### REQUIRED WORK
Copy out everything in the items below word for word, leaving out the pictures.

START EXERCISE DATA

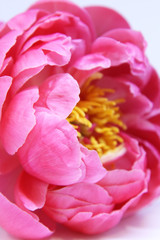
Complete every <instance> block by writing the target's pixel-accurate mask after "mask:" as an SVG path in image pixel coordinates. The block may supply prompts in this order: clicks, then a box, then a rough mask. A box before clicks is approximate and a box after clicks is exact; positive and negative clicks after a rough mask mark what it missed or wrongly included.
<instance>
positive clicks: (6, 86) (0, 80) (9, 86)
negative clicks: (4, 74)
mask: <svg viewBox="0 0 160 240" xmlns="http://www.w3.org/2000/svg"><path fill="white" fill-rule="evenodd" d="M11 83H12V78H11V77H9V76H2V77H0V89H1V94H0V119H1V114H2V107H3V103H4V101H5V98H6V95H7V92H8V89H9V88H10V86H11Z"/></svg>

END EXERCISE DATA

### YOUR RESPONSE
Complete every <instance> block by writing the target's pixel-accurate mask after "mask:" as an SVG path in image pixel coordinates. The block may supply prompts in this order: clicks, then a box, then a rough mask. A box before clicks is approximate and a box after clicks is exact; positive and negative clicks after a rough mask mark what it missed or wrongly included.
<instance>
positive clicks: (6, 86) (0, 80) (9, 86)
negative clicks: (4, 74)
mask: <svg viewBox="0 0 160 240" xmlns="http://www.w3.org/2000/svg"><path fill="white" fill-rule="evenodd" d="M11 83H12V78H11V77H9V76H2V77H0V89H1V94H0V119H1V114H2V107H3V103H4V101H5V98H6V95H7V92H8V89H9V88H10V86H11Z"/></svg>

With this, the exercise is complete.